What this task involves:
Select every line containing the word "like" from the material, and copy those lines.

Excerpted data:

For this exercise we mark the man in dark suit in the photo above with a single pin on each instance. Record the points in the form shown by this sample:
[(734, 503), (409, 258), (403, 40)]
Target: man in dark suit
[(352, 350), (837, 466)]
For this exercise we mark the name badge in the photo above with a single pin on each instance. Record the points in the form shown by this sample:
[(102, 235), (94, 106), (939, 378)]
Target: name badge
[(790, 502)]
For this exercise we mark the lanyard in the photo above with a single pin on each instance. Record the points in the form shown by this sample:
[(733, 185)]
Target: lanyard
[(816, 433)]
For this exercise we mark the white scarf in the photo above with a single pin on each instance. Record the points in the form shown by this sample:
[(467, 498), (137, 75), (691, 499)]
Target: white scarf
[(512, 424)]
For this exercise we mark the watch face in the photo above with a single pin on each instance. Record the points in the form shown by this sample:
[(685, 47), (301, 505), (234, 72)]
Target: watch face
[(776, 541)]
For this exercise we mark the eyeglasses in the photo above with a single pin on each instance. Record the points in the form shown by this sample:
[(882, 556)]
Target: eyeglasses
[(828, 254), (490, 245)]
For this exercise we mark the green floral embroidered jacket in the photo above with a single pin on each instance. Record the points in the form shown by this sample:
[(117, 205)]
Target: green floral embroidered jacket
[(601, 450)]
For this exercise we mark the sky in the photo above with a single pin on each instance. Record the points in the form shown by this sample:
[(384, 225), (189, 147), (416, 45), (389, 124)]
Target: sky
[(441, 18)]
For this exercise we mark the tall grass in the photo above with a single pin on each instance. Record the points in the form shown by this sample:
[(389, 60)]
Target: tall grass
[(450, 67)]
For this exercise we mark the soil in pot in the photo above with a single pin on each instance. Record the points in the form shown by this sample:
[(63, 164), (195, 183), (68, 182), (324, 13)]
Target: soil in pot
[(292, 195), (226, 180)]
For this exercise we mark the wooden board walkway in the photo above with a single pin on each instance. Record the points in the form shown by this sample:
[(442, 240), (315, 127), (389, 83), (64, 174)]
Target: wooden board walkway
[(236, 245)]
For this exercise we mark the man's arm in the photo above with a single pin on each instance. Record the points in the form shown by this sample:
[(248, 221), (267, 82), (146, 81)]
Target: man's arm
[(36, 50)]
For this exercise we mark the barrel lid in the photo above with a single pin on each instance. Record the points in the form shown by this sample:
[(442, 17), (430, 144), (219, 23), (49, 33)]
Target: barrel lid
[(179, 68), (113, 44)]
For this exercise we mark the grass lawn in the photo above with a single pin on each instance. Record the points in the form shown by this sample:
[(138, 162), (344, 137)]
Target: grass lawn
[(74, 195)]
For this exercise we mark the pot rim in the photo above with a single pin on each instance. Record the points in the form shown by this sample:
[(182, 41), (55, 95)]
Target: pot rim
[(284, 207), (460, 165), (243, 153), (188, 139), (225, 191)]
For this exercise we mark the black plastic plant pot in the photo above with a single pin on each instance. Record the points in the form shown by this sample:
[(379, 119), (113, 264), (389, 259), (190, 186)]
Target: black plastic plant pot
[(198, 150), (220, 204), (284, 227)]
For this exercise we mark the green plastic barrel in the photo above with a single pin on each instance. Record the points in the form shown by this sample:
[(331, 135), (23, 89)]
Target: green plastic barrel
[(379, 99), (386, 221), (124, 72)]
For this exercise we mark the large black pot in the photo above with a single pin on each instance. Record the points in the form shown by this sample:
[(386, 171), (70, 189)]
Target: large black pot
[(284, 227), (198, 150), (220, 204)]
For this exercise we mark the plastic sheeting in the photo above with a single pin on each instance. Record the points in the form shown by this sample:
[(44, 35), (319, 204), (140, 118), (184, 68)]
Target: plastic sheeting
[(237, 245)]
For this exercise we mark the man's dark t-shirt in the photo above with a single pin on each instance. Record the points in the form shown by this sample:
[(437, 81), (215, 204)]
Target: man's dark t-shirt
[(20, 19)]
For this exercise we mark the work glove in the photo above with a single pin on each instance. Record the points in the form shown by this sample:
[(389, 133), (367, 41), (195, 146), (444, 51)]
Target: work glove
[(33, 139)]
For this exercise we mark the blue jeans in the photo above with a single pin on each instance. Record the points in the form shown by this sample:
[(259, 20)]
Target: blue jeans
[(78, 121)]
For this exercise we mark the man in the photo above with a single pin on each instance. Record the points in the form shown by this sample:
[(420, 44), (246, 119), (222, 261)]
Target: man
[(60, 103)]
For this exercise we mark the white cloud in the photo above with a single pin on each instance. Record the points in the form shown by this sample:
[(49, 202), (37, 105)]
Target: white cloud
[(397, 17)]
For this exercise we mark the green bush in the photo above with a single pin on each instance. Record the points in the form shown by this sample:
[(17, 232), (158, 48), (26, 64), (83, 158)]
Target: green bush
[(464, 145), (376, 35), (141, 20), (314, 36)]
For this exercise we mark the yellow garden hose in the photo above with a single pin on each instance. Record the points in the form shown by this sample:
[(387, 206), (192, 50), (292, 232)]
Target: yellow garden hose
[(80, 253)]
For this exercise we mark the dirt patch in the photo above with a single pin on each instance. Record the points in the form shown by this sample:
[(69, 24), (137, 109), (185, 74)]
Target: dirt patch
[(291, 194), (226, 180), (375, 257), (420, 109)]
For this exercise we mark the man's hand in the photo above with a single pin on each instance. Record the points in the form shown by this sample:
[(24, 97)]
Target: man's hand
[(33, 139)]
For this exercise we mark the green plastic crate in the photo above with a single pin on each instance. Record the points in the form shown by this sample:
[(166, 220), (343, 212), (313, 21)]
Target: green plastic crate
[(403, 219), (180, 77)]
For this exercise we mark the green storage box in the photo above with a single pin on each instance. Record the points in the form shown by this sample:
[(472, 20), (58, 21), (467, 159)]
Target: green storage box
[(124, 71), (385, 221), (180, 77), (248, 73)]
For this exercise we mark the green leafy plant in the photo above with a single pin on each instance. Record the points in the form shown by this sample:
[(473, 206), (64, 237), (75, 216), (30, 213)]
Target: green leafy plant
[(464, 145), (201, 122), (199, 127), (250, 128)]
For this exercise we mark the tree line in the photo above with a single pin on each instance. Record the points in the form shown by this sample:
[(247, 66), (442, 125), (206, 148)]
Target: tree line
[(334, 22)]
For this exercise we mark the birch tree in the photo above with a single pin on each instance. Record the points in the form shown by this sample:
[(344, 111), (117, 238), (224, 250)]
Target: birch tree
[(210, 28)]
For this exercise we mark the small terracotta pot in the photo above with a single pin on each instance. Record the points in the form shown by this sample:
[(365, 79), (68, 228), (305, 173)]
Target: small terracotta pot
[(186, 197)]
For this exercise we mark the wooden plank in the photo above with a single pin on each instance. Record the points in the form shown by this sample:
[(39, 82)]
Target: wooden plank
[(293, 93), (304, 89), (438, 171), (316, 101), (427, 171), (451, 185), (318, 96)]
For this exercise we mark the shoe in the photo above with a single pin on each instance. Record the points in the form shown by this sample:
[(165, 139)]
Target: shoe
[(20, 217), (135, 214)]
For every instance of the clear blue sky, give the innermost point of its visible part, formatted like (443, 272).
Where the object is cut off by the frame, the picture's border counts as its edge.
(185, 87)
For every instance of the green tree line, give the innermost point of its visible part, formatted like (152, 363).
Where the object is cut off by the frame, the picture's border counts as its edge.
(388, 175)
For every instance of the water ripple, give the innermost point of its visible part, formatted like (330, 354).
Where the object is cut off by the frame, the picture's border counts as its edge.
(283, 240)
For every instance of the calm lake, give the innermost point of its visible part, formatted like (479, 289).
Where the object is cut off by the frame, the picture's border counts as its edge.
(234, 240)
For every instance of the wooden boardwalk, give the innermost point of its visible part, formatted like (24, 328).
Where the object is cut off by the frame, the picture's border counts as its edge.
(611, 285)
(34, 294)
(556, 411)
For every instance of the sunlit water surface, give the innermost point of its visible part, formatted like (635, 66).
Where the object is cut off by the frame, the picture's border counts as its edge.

Response:
For every instance of the clear blue sky, give the innermost point of its visible part, formatted like (443, 272).
For every instance of the green tree line, give the innermost point of its visible part, formatted like (152, 363).
For every instance of the water ripple, give the innermost point of its visible part, formatted like (330, 354).
For every instance of the calm lake, give the innermost point of its visible part, formatted like (479, 289).
For every instance of the wooden boardwalk, give the innermost point of its visible part, formatted like (24, 328).
For every instance of the sunlit water surface, give the innermost point of its visible part, formatted like (635, 66).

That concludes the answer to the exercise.